> **WRITTEN PROBLEM**
Reproduce the Budget debate excerpt below word for word, in full.

-- START EXTRACTED TEXT --

Whichever party, or set of parties, won the general election, there were going to be changes, and I am afraid that we have to face up to the consequences. This is not just a Budget about cuts; it is not just a Budget about being responsible in dealing with those cuts; it is not just a Budget about being fair to everybody, although it certainly is—we are being fair across the board in the amount of expenditure being cut and the changes in taxation; but it is a Budget about growth, and we must remember that. It includes useful tools to encourage small and medium-sized businesses to begin growing again.
The hon. Gentleman makes the point that we need a Budget for growth, and has just begun to discuss small and medium-sized businesses, and the important role that they have to play. However, does he agree that if we take the stimulus out too fast, it will prevent those businesses from playing the role they need to play in growing the economy again?
The point I am making is that we are providing stimulus for small and medium-sized businesses to get going. We are not going to increase national insurance, for example, as the Labour Government would have done, which is a significant step in the right direction. We are introducing a green investment bank, to make sure that small businesses can develop new technology, which is good news and a stimulus. We are going to ensure that there is more business rate relief for small businesses.
All those steps will help small businesses to progress, and it is important that we help them to do so, because, if we are really to protect our economy, we must not just deal with the deficit, although that is important, but ensure that we have growth. That growth will come in large part from small and medium-sized businesses. I know that from my constituency, because I keep being told, “We would like to have a simplified taxation system,” and that is what we will introduce through the Budget; I keep being told, “We would like to see lower corporation tax levels,” and that is what we will introduce through the Budget; and I keep being told, “We would like simpler ways of employing people,” and that is what we will introduce. Those measures will help small businesses to deliver the growth that we need and, through that growth, the increased tax receipts that will further help to reduce the deficit.

-- END EXTRACTED TEXT --
-- START ENTRIES PROVIDED --

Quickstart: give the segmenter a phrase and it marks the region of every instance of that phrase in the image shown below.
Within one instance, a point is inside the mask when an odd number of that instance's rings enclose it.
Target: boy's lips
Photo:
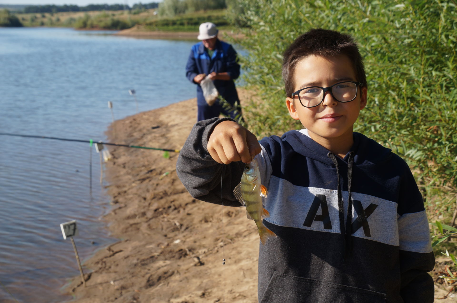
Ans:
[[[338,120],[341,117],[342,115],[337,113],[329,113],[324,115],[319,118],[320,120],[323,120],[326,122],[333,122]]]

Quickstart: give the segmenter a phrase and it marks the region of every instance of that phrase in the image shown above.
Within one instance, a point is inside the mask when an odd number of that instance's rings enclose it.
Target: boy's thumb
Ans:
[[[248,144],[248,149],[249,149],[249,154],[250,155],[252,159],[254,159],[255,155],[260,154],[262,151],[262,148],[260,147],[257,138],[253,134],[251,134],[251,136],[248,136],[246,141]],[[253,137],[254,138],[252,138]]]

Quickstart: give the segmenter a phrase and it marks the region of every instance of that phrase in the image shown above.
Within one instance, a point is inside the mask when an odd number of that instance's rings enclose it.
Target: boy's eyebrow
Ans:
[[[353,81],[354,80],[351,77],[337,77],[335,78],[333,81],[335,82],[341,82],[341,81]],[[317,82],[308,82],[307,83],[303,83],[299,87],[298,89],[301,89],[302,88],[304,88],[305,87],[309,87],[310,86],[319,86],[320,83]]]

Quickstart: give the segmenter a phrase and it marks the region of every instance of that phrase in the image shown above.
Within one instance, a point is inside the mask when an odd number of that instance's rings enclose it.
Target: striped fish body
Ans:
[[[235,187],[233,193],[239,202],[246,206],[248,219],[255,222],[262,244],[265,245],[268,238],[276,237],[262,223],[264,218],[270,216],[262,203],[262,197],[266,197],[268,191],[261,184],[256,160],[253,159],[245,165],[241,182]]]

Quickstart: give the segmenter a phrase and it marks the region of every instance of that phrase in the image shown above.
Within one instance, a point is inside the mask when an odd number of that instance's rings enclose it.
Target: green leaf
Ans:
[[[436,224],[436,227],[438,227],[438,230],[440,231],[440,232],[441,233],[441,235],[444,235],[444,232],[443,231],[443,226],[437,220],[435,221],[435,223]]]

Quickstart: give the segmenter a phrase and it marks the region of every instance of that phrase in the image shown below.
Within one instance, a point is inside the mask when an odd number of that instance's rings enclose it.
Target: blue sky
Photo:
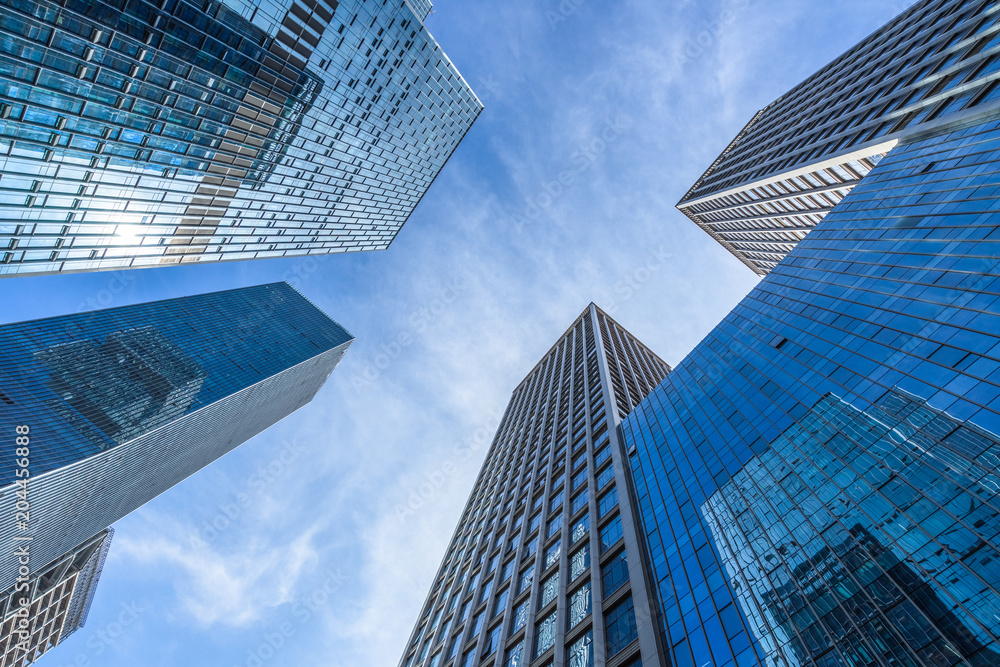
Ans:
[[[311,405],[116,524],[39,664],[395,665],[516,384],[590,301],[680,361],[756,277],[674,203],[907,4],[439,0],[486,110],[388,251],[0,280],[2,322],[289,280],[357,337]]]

-- END ENTRIES PROVIDED --

> **IN RESPONSE**
Whichever party, or set of parties, won the general election, there were going to be changes, and I am afraid that we have to face up to the consequences. This is not just a Budget about cuts; it is not just a Budget about being responsible in dealing with those cuts; it is not just a Budget about being fair to everybody, although it certainly is—we are being fair across the board in the amount of expenditure being cut and the changes in taxation; but it is a Budget about growth, and we must remember that. It includes useful tools to encourage small and medium-sized businesses to begin growing again.
The hon. Gentleman makes the point that we need a Budget for growth, and has just begun to discuss small and medium-sized businesses, and the important role that they have to play. However, does he agree that if we take the stimulus out too fast, it will prevent those businesses from playing the role they need to play in growing the economy again?
The point I am making is that we are providing stimulus for small and medium-sized businesses to get going. We are not going to increase national insurance, for example, as the Labour Government would have done, which is a significant step in the right direction. We are introducing a green investment bank, to make sure that small businesses can develop new technology, which is good news and a stimulus. We are going to ensure that there is more business rate relief for small businesses.
All those steps will help small businesses to progress, and it is important that we help them to do so, because, if we are really to protect our economy, we must not just deal with the deficit, although that is important, but ensure that we have growth. That growth will come in large part from small and medium-sized businesses. I know that from my constituency, because I keep being told, “We would like to have a simplified taxation system,” and that is what we will introduce through the Budget; I keep being told, “We would like to see lower corporation tax levels,” and that is what we will introduce through the Budget; and I keep being told, “We would like simpler ways of employing people,” and that is what we will introduce. Those measures will help small businesses to deliver the growth that we need and, through that growth, the increased tax receipts that will further help to reduce the deficit.